▶ **DOCUMENT SEGMENT**
- - - - -

March 30, 2022
Reporting from Repressive Regimes as
Authoritarianism is on the Rise
Barbara Demick
Foreign Correspondent and Bureau Chief, Los Angeles Times; Author; Visiting Lecturer in the Humanities Council, Princeton University
Minutes of the 26th Meeting of the 80th Year
Stephen Schreiber presided, and George Bustin read the minutes from the preceding week. There were 132 members in attendance. There was one guest: Ralph Widner’s guest Costas Papastephaniou, and a prospective member was introduced, Karl Muser.
The speaker, Barbara Demick, was introduced by Lanny Jones. Ms. Demick is a Visiting Professor of Journalism at Princeton University. She is the author of three books: Nothing to Envy: Ordinary Lives in North Korea, Logavina Street: Life and Death in a Sarajevo Neighborhood, and the recently released Eat the Buddha: Life and Death in a Tibetan Town.
In 1992, while working at the Philadelphia Inquirer as a business writer, she was asked to go to Berlin following the fall of the Berlin Wall and then moved to cover “a nasty little war” in Yugoslavia. In Yugoslavia, she lived in Sarajevo in a Holiday Inn, a year into the war. The Bosnian republics started breaking up and the Bosnian Serbs rejected an independent Bosnia, so they laid siege to Sarajevo. Demick profiled people on one street – reporting live from a satellite phone. Journalists were embedded in Bosnia, which was exhilarating but dangerous. She chose one street, interviewing families and writing about their lives again and again. She created people with whom readers could identify. The resulting book was a finalist for the Pulitzer Prize, and Logavina Street became her model for future work.

- - - - -

(Object pointing dataset rows)

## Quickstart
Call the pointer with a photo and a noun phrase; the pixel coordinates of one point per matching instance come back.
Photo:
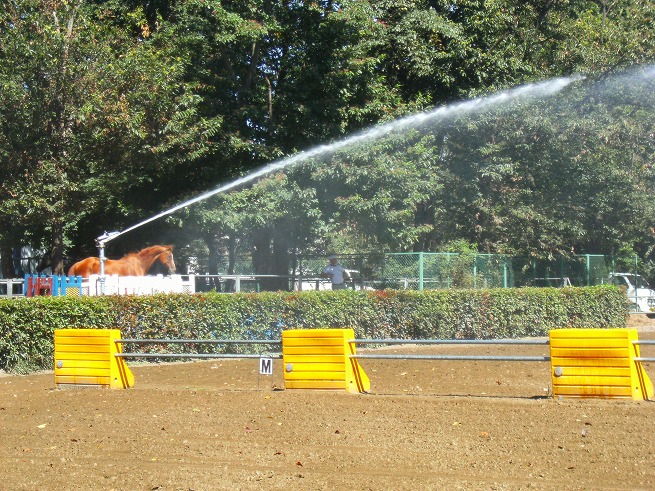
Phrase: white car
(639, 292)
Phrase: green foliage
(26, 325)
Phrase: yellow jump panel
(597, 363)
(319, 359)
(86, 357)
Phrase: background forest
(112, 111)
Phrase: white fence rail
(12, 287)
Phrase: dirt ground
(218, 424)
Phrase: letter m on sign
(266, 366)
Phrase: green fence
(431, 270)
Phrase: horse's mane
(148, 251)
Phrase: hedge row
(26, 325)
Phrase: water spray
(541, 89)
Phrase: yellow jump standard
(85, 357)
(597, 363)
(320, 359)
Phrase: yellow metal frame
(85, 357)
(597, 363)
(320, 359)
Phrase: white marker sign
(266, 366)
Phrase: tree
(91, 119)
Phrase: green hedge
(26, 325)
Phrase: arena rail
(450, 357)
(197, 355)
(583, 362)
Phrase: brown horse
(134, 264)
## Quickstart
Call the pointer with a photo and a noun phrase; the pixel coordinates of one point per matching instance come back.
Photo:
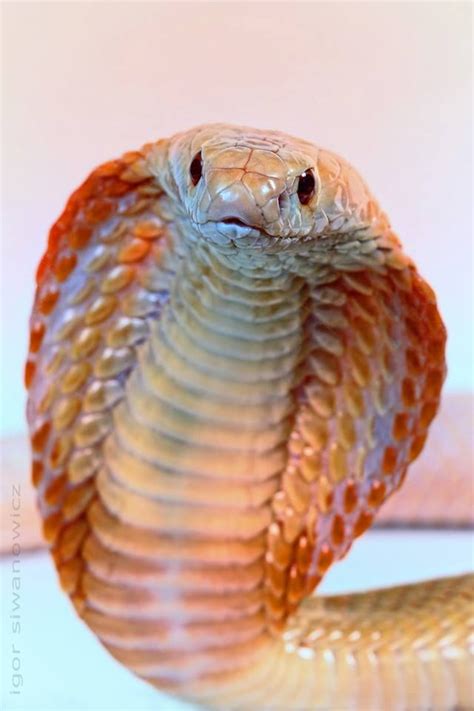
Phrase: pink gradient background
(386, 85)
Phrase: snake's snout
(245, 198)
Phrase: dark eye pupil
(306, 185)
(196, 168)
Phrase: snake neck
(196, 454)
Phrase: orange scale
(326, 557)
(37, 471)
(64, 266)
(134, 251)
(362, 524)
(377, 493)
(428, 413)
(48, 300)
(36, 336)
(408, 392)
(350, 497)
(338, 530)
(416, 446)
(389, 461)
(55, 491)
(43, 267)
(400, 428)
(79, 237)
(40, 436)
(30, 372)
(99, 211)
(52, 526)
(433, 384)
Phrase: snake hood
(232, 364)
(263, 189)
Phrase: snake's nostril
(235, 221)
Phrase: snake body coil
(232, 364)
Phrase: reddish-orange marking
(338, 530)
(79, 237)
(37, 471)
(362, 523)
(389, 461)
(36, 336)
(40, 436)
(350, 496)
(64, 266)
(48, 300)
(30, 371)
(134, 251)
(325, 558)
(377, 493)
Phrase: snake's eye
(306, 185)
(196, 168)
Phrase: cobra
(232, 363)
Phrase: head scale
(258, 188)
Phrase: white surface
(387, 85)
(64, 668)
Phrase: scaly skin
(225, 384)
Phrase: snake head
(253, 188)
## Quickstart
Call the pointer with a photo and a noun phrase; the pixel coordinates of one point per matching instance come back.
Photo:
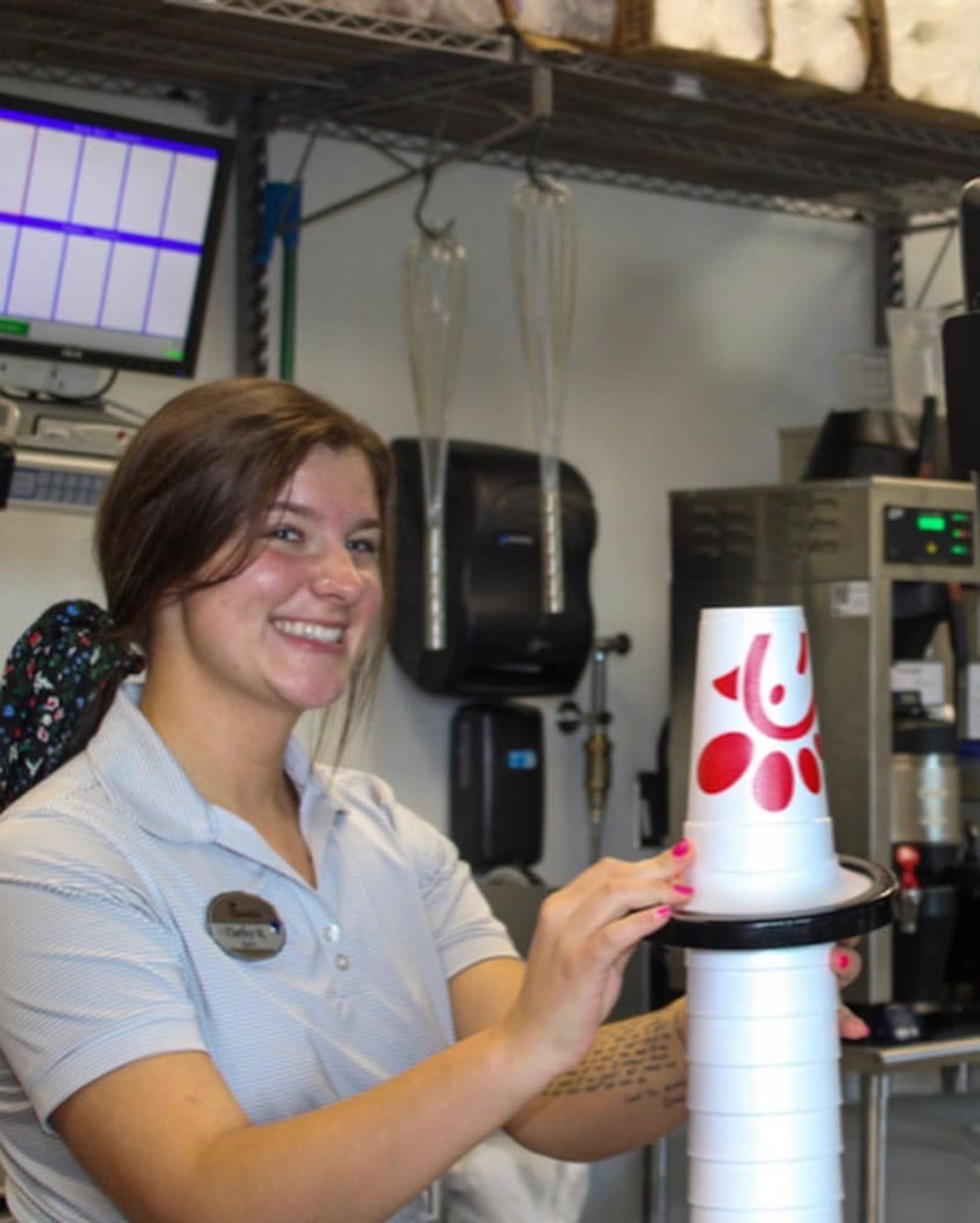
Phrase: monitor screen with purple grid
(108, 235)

- - - - -

▶ **EXERCISE SET**
a: Answer these questions from the meeting minutes:
(i) How many members attended the meeting?
(ii) Who introduced Barbara Demick?
(iii) Which newspaper employed her as a business writer in 1992?
b: Resize the records starting at the line that contains "Phrase: reddish-orange marking" and ending at the last line of the records. Write out each of those lines again, phrases included, with every point coordinate in the answers multiplied by 0.85 and rounded to a whole number (halves round up), and leave the pictures out.

▶ **PER-TASK ANSWERS**
a:
(i) 132
(ii) Lanny Jones
(iii) The Philadelphia Inquirer

b:
Phrase: reddish-orange marking
(287, 451)
(67, 201)
(31, 400)
(308, 445)
(331, 392)
(31, 286)
(34, 371)
(298, 422)
(54, 226)
(41, 255)
(26, 315)
(114, 213)
(276, 474)
(320, 419)
Phrase: snake's eye
(260, 157)
(167, 143)
Phrase: cobra
(197, 309)
Phrase: head scale
(219, 160)
Phrase: white surface
(329, 72)
(54, 568)
Phrase: scaly skin
(191, 326)
Phrase: snake head
(215, 160)
## Quickstart
Call the pointer with a photo and a noun phrase; the pixel coordinates of one point per matching instance come back.
Photo:
Phrase: monitor screen with purple grid
(92, 200)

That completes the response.